> **Exercise**: The lines to copy from the data below are those that hold the string "exact".

> **Given information**:
^^^^^^^^
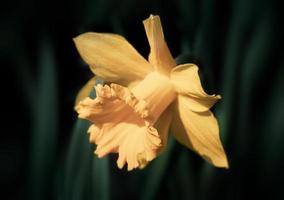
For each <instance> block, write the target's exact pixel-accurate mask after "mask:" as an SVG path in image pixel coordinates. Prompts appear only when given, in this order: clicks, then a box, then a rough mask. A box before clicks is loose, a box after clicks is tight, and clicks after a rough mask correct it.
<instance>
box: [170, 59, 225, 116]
mask: <svg viewBox="0 0 284 200" xmlns="http://www.w3.org/2000/svg"><path fill="white" fill-rule="evenodd" d="M171 81H172V83H173V84H174V86H175V90H176V91H177V92H178V93H179V94H182V95H184V96H187V97H189V98H188V99H187V102H188V104H189V105H190V106H189V109H190V110H192V111H195V112H204V111H207V110H209V109H210V108H211V107H212V106H213V105H214V104H215V103H216V101H218V100H219V99H221V96H220V95H208V94H206V93H205V92H204V90H203V88H202V85H201V82H200V79H199V75H198V67H197V66H196V65H194V64H183V65H178V66H177V67H175V68H174V69H173V70H172V71H171Z"/></svg>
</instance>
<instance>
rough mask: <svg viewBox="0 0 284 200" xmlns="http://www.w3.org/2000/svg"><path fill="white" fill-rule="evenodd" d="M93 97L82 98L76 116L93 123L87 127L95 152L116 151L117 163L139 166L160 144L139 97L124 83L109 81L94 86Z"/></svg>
mask: <svg viewBox="0 0 284 200" xmlns="http://www.w3.org/2000/svg"><path fill="white" fill-rule="evenodd" d="M96 92H97V98H96V99H91V98H86V99H84V100H83V101H81V102H80V103H79V105H78V108H77V111H78V113H79V117H80V118H84V119H88V120H90V121H92V122H94V124H93V125H92V126H91V127H90V128H89V131H88V132H89V133H90V142H92V143H95V144H97V149H96V151H95V153H96V154H97V155H98V156H99V157H103V156H105V155H107V154H109V153H119V158H118V160H117V165H118V167H119V168H122V167H123V166H124V164H125V163H126V162H127V164H128V170H132V169H134V168H137V167H143V166H144V165H145V164H146V163H147V162H149V161H151V160H152V159H154V158H155V157H156V155H157V154H158V151H159V149H160V148H161V146H162V141H161V138H160V136H159V134H158V132H157V130H156V129H155V128H154V127H153V126H151V125H150V124H149V123H148V121H147V108H146V107H143V105H145V104H144V103H143V100H138V99H136V98H135V97H134V96H133V95H132V93H131V92H130V91H129V90H128V89H127V88H125V87H122V86H119V85H116V84H112V85H111V86H110V87H109V86H107V85H105V86H102V85H98V86H96Z"/></svg>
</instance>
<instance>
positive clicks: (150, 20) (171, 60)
mask: <svg viewBox="0 0 284 200" xmlns="http://www.w3.org/2000/svg"><path fill="white" fill-rule="evenodd" d="M143 24H144V28H145V31H146V34H147V38H148V41H149V44H150V49H151V50H150V55H149V62H150V63H151V64H152V65H153V66H154V67H155V68H156V70H157V71H159V72H162V73H164V74H169V72H170V70H171V69H172V68H173V67H174V66H176V63H175V60H174V59H173V57H172V55H171V52H170V50H169V48H168V45H167V43H166V41H165V39H164V33H163V28H162V25H161V20H160V17H159V16H153V15H150V17H149V18H148V19H146V20H144V21H143Z"/></svg>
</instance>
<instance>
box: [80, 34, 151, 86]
mask: <svg viewBox="0 0 284 200" xmlns="http://www.w3.org/2000/svg"><path fill="white" fill-rule="evenodd" d="M74 42H75V44H76V47H77V49H78V51H79V53H80V55H81V56H82V58H83V59H84V61H85V62H86V63H87V64H89V65H90V68H91V70H92V71H93V72H94V73H95V74H96V75H97V76H98V77H100V78H102V79H104V80H106V81H116V80H121V79H122V80H124V81H126V82H129V81H134V80H137V79H142V78H144V76H146V75H147V74H148V73H149V72H151V71H152V66H151V65H150V63H148V62H147V60H145V59H144V58H143V57H142V56H141V55H140V54H139V53H138V52H137V51H136V50H135V49H134V48H133V47H132V46H131V44H129V43H128V42H127V41H126V39H125V38H123V37H122V36H119V35H115V34H106V33H84V34H81V35H79V36H78V37H76V38H74Z"/></svg>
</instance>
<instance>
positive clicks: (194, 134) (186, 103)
mask: <svg viewBox="0 0 284 200" xmlns="http://www.w3.org/2000/svg"><path fill="white" fill-rule="evenodd" d="M186 101H187V99H185V98H180V97H178V99H177V101H176V102H175V106H176V109H175V112H174V116H173V123H172V125H171V129H172V131H173V134H174V136H175V138H176V139H177V140H178V141H179V142H180V143H182V144H184V145H185V146H187V147H189V148H191V149H192V150H194V151H196V152H197V153H198V154H200V155H201V156H202V157H203V158H204V159H205V160H207V161H208V162H210V163H212V164H213V165H215V166H216V167H225V168H228V161H227V157H226V154H225V152H224V149H223V146H222V143H221V140H220V136H219V127H218V122H217V120H216V119H215V117H214V115H213V113H212V112H211V111H205V112H202V113H196V112H193V111H191V110H190V108H189V104H188V103H187V102H186Z"/></svg>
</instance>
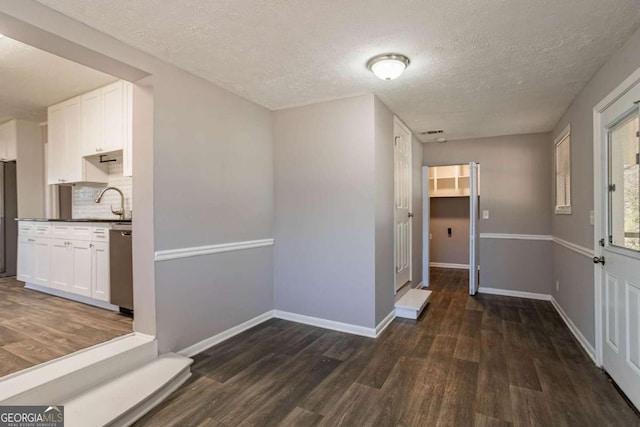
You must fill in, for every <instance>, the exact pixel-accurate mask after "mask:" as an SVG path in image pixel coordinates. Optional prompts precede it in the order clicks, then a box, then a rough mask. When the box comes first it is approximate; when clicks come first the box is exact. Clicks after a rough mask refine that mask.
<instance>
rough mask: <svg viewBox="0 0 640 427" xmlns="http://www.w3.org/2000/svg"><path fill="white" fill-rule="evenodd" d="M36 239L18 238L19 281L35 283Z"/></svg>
mask: <svg viewBox="0 0 640 427" xmlns="http://www.w3.org/2000/svg"><path fill="white" fill-rule="evenodd" d="M34 242H35V239H34V238H32V237H20V238H18V275H17V276H18V280H22V281H23V282H29V283H32V282H33V277H34V274H35V273H34V270H35V245H34Z"/></svg>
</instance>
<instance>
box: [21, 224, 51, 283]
mask: <svg viewBox="0 0 640 427" xmlns="http://www.w3.org/2000/svg"><path fill="white" fill-rule="evenodd" d="M50 249H51V240H50V239H47V238H42V237H22V236H21V237H19V238H18V274H17V277H18V280H22V281H23V282H28V283H33V284H36V285H41V286H50V284H49V278H50V265H51V255H50Z"/></svg>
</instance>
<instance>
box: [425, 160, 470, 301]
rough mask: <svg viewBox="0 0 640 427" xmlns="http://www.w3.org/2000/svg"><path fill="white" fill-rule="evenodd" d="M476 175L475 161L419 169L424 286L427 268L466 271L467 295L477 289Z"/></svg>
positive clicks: (429, 272)
mask: <svg viewBox="0 0 640 427" xmlns="http://www.w3.org/2000/svg"><path fill="white" fill-rule="evenodd" d="M479 176H480V174H479V165H478V164H477V163H475V162H471V163H468V164H457V165H443V166H424V167H423V169H422V181H423V182H422V188H423V195H422V196H423V251H422V253H423V283H424V286H425V287H428V286H429V273H430V267H437V268H453V269H464V270H468V271H469V294H470V295H475V294H476V292H477V290H478V282H479V277H478V276H479V272H478V265H479V252H480V248H479V233H478V212H479V211H478V207H479V203H480V190H479V188H480V185H479V182H480V180H479ZM472 272H474V273H475V274H472Z"/></svg>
^^^^^^^^
> **Problem solution**:
For each <instance> block, write the target's exact pixel-accurate mask after "mask:" as an SVG path in image pixel coordinates. Prompts appear only when given, in this order: clicks, then a box, then a rough mask. A box before clicks is loose, a box after clicks is tight, and clicks after a rough mask correct it.
You must fill in, for every <instance>, the exact pixel-accurate mask after "mask:" as an SVG path in image pixel coordinates. Optional prompts precede it in the order clicks, then a box, then a rough mask. When the box comes first it is approximate; when clicks come first the box is exact. Clicks after a rough mask refine that mask.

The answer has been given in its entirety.